● Page extract:

Kneel–Chainsaws shouldn’t be allowed in wilderness because–chainsaw. I’m sure you’ve heard one, probably smelled the two-stroke fumes. Wilderness is an absolute, and that kind of noise and pollution don’t belong, ever, I believe.

However, I also think mountain bikes (not mountain mopeds, of course) do belong. I also believe, and I’ve put in the trail hours to back up my belief, that if you open wilderness to mountain bikes, we’ll go in with bucksaws on BOB Trailers to clear any trail worth riding. A mule or two can handle any heavy pulling. We don’t need chainsaws and Kubota buckets–mountain bikers have a demonstrated ability to pull together and put up some manpower.

Open up to mountain bikers, and those trails near your house won’t be obscure for long.

ed
ed
5 years ago

After observing the comments above, I say publish teh bills complete text on this website so we cansee for ourselves if it is worthy of out support.

Longbeard
5 years ago

Heck guys; I’m a republican and I agree our party is pretty pathetic when it comes to preservation of the natural resources we have. There have to be happy mediums beyond milking ourselves dry to save a buck. I know alternate energy isn’t where it should be yet but we really do need to consider these things beyond just giving the government free reign to rape the land in exchange for us being able to ride it. Funny side story…my other republican friends’ heads exploded when I pulled up in my recently purchased Chevy Volt, haha.

JC
JC
5 years ago

It looks like the Sierra Club has all their minions out in force.

Leary&weary
Leary&weary
5 years ago

Bingo, Gringo!

gringo
gringo
5 years ago

To those of you saying ‘but there is nothing in this proposal about mineral extraction!’ please be aware that an opening of Wilderness to wheeled vehicles (bikes) and motorized tools (chainsaws) would do one very important thing: it would set precedent. In this case one could argue that, ‘hey, why cant we open parcel XXX up for a gold mine, it will just be a little gold mine, and anyway, motorized tools and wheeled vehicles are already allowed here.’

Legal precident is HUGE when it comes to big issues like controversial minerals extraction permiting.

I want more singletrack to ride on, just like the next guy, but I also what to keep that little something that you find no where else on Earth, and that is the wonderful wild lands that we have in the USA.

Don’t believe these Utah reds when they say they want to open up trails for bikers….THERE IS A HIDDEN INTEREST!

Bikemark
Bikemark
5 years ago

I’d hate for mountain bikers to be the trojan horse for the mineral extraction industry. But that appears to be the case here, as nothing in the record of Lee or Hatch suggests they are friends of the mountain biking community. So the question is: Is the gain worth alienating us from all the other non motorized users who have been our allies in fighting for more state and federal funding? Hell no it isn’t worth it. Find some other way.

● Requirements:
- A) In the comment thread on opening wilderness to mountain bikes, what car does Longbeard say was recently purchased?
- B) Collect every line of the records that contains the string "floor". Case counts.
The records are unrelated to the comment thread.

● Provided data:
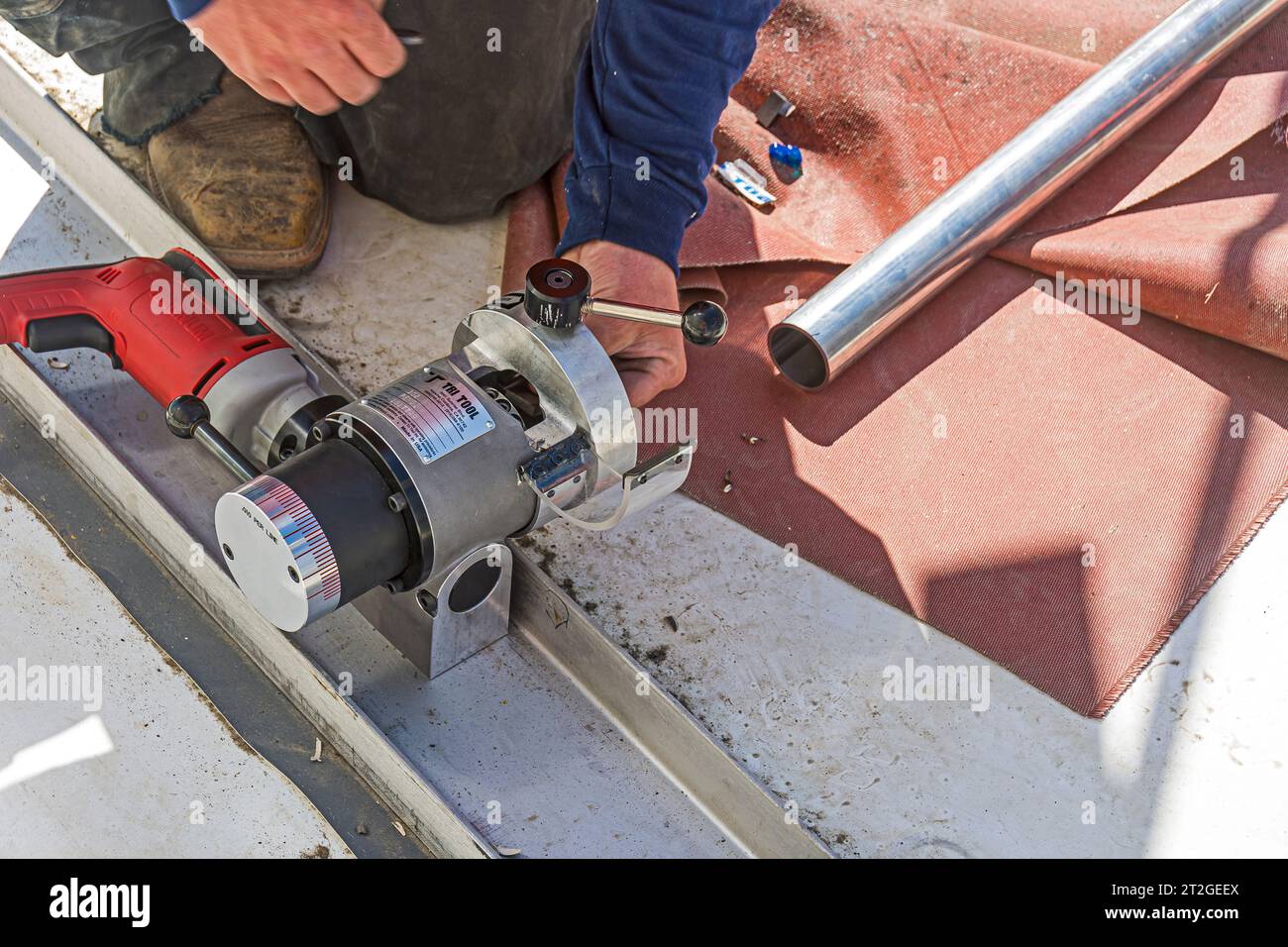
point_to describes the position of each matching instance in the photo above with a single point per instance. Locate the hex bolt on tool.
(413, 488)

==

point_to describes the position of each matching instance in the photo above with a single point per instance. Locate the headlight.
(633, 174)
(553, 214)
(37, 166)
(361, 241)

* * *

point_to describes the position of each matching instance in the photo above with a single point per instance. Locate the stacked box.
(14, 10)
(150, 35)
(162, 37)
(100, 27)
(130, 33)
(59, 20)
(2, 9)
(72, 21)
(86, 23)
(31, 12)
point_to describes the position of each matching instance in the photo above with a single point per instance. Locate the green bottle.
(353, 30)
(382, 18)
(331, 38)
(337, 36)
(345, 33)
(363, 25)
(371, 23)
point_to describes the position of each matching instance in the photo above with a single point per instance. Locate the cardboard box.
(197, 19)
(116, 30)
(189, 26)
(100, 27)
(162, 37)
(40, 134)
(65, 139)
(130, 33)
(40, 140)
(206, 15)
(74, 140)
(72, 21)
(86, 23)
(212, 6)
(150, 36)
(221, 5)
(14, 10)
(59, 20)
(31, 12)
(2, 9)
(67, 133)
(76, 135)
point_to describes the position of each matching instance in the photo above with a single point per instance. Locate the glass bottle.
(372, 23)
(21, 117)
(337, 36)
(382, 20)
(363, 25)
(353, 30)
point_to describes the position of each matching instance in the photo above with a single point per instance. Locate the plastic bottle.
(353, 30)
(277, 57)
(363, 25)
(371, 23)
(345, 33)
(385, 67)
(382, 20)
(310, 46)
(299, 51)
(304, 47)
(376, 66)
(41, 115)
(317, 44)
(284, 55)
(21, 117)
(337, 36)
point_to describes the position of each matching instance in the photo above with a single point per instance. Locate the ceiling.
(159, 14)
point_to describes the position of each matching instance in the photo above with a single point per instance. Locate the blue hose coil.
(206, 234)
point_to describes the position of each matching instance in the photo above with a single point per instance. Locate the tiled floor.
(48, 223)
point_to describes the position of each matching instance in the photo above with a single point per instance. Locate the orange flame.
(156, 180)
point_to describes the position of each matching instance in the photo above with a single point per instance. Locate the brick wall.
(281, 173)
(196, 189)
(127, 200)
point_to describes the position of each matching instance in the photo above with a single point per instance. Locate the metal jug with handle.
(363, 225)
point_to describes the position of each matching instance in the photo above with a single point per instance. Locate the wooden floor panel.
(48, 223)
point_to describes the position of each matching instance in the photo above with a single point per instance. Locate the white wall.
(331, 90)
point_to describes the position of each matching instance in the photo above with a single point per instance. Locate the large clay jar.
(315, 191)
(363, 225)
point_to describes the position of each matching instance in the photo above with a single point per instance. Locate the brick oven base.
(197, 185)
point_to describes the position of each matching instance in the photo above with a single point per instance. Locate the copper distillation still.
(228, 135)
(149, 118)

● Exercise responses:
- A) A Chevy Volt.

- B)
point_to describes the position of each matching instance in the photo above with a single point per instance. Locate the tiled floor.
point_to describes the position of each matching instance in the photo above with a single point per instance. Locate the wooden floor panel.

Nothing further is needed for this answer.